● **Provided passage**

::::::

SUMMARY OF THE INVENTION
The above disadvantage can be overcome by a method for controlling an engine of a powertrain in a vehicle on the road, the method comprising:
deactivating fuel injection to at least one engine cylinder based at least on a vehicle operating condition;
determining a duration required for reactivating at least said at least one engine cylinder; and
reactivating at least said at least one engine cylinder based at least on said duration.
By considering the duration required for reactivating at least said engine cylinders and a minimum speed value, it is possible to reactivate engine cylinders under conditions that reduce any engine stalls. In one example, it is possible to predict a future engine speed based on the required reactivation time, and then use this predicted speed to prevent the engine from falling below a minimum allowable speed value. In another example, a table of engine speed limits can be generated as a function of required reactivation time and rate of change of engine speed. Various other examples can also be used.
Note that the duration required for reactivation can be in various forms. For example, an amount of time required for reactivation can be used. Alternatively, a number of engine cycles required for reactivation can be used. Still other example, such as a combination of time and cylinder events can be used. Also note that in the examples using a minimum engine speed, it can be a fixed value, or a variable one calculated and adjusted during vehicle operation.
In another aspect, the above disadvantages can be overcome by a computer storage medium having instructions encoded therein for controlling an engine of a powertrain in a vehicle on the road, said medium comprising:
code for deactivating fuel injection to at least one engine cylinder based at least on a vehicle operating condition;
code for determining a duration required for reactivating at least said at least one engine cylinder;
code for determining a rate of change of engine speed; and
reactivating at least said at least one engine cylinder based at least on said rate of change of engine speed and said duration.
By utilizing the required duration for reactivation, along with the rate of change of engine speed, it is possible to accurately determine when reactivation should be scheduled. Note also that it is possible to simply use a determined rate of change to reactivate cylinders.
As such, it is possible to maximize cylinder deactivation, while at the same time reduce engine stalls during reactivation. The result is improved customer satisfaction due to increased fuel economy and reliability.
Further, the inventors herein have also recognized that several factors have a significant impact on the required duration for cylinder reactivation and at what engine speed reactivation may result in engine stalls. One example is whether an engine braking condition exists. For example, engine braking can exist when using an automatic transmission in which the current gear mechanically links the engine to the vehicles wheels, and thus the road, thereby allowing the wheels to drive the engine. As another example, engine braking is absent when a manual transmission clutch is engage, or when an overrunning clutch is present in certain gears of an automatic transmission. The inventors herein have thus recognized that in the non-engine braking conditions, the engine is more likely to be susceptible to engine stalls upon reactivation since the engine is not being driven via the vehicles' wheels.

::::::

● **Information supplied**
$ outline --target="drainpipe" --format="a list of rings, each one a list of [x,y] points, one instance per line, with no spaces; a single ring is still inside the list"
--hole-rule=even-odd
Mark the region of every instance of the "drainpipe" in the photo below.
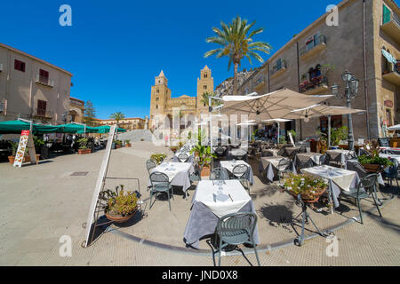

::::::

● **Your instructions**
According to the engine-control passage, why is the engine more likely to stall on cylinder reactivation when no engine braking condition exists? Answer in one to three sentences.

● **Complete answer**
In non-engine braking conditions, the engine is not being driven through the vehicle's wheels. During engine braking, a gear mechanically links the engine to the wheels and the road, so the wheels drive the engine. Without that link, the engine is more susceptible to stalling when cylinders are reactivated.